Joseph wanted to be successful but he was not ready.  You could not have told him that.  When a person is not being chastened, it is easy for him to think that he is quite ready.

 

Little did Joseph know and little did his father know that it would be the last time they would see each other for a long time.  Joseph’s days of comfort, ease and convenience were numbered.  This selfish, insensitive teenager was also God’s instrument for his generation.  Joseph went to the spot where his brothers could normally be found.  He expected them to be in Shechem but he learned that they were in Dothan, so he went there.

 

They saw him before he saw them.  Joseph had on his famous coat – they could see him a mile away.  You would have thought he would have been embarrassed to wear it, especially around his brothers but their feelings did not put him off one bit.  They saw him afar off and the moment they saw him, they knew what they wanted to do – they conspired to kill him.

 

Genesis 37 verse 20 “Come now therefore, and let us slay him and cast him into some pit and we will say, Some evil beast hath devoured him and we shall see what will become of his dreams.”  It was his dreams that bothered them.  Somehow they also feared there was something right about them.  If they were able to get rid of Joseph it was a way of challenging God.  “we shall see what will become of his dreams”.  They continued this defiance by saying to one another “Behold, this dreamer cometh” verse 19.

 

When God’s purpose is at work, you can expect others to be jealous.  That sentence stopped me dead in my tracks – it is not something I have ever really given much thought to.  My perception has always been to question whether I was actually doing what God wanted me to be doing – that somehow I had got things wrong.  Maybe God did not want me to be teaching children, playing the organ, leading a meeting – that perhaps others realised I shouldn’t be doing it either and so sought to remove me from the situation in their own way.  I have honestly never thought about jealousy on the part of others.

 

We have seen that Joseph was insensitive and not without sin, and now we see the wickedness of his brothers.  But in all of this, God’s higher purpose was set in motion.  Often we have no idea what God has in mind for us, but his purposes will be fulfilled.  Thank goodness we don’t know!  It has often been said that God will only reveal so much of his plan to us in order to keep us seeking him for more revelation and I have believed that.

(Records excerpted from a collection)
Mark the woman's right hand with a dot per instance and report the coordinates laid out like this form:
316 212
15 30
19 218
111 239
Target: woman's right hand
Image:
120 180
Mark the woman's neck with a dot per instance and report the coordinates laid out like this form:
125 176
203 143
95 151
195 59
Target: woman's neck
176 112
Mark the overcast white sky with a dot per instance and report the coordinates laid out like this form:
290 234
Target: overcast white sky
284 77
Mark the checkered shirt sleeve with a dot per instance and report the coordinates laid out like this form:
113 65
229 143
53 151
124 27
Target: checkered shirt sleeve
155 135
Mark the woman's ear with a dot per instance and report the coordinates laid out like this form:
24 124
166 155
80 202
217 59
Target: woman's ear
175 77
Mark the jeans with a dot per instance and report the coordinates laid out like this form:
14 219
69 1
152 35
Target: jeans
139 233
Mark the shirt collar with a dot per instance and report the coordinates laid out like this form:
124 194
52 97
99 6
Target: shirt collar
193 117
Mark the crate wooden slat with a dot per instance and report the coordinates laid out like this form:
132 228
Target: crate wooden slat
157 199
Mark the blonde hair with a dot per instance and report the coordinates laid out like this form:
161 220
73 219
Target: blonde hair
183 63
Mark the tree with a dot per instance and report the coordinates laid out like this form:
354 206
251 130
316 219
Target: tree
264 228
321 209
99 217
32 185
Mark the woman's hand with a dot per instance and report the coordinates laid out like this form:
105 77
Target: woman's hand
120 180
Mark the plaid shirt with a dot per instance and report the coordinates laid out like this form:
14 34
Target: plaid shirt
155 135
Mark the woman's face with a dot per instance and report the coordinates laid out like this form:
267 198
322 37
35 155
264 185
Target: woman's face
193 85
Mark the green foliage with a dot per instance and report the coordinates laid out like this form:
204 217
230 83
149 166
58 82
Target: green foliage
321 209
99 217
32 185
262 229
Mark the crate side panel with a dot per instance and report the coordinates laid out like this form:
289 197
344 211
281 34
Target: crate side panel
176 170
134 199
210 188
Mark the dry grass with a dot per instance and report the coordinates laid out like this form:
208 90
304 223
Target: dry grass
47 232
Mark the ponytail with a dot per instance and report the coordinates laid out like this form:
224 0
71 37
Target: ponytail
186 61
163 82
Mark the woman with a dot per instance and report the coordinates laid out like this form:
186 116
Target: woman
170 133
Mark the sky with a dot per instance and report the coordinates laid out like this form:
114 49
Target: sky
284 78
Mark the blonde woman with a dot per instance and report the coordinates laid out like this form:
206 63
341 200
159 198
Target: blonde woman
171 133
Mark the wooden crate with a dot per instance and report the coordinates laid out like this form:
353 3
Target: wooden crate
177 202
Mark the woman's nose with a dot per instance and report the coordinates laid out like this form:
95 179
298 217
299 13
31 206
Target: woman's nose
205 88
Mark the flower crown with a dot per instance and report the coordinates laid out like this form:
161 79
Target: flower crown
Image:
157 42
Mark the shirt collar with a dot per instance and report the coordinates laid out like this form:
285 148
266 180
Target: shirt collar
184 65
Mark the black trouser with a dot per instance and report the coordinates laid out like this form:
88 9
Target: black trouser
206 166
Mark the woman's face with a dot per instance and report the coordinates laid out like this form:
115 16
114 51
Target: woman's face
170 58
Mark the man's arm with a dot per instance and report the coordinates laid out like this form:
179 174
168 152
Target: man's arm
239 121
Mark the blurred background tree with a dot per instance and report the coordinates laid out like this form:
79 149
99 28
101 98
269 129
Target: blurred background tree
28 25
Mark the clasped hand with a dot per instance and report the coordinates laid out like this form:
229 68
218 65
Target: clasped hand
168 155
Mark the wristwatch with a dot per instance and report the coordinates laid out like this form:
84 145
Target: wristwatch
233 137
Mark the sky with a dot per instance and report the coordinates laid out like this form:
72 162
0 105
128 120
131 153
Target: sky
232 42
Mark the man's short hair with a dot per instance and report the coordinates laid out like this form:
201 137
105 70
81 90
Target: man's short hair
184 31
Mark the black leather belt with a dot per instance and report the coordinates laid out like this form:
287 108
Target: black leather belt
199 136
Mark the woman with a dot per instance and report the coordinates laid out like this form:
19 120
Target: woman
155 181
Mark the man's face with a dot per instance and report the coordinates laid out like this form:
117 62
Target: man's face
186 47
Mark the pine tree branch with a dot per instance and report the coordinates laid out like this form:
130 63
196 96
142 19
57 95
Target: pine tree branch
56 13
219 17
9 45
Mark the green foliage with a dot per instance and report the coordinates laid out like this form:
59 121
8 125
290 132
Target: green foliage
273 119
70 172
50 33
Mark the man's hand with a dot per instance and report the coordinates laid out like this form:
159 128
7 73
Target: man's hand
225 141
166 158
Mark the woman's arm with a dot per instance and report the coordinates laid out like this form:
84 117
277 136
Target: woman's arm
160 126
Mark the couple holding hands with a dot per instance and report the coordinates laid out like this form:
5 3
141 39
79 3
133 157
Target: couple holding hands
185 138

§ Exercise objective
Update the passage on Joseph and his brothers by writing out everything from "We have seen" down to "have believed that." with "wickedness" replaced by "cruelty". The records are separate material, unrelated to the passage on Joseph and his brothers.

§ Response box
We have seen that Joseph was insensitive and not without sin, and now we see the cruelty of his brothers.  But in all of this, God’s higher purpose was set in motion.  Often we have no idea what God has in mind for us, but his purposes will be fulfilled.  Thank goodness we don’t know!  It has often been said that God will only reveal so much of his plan to us in order to keep us seeking him for more revelation and I have believed that.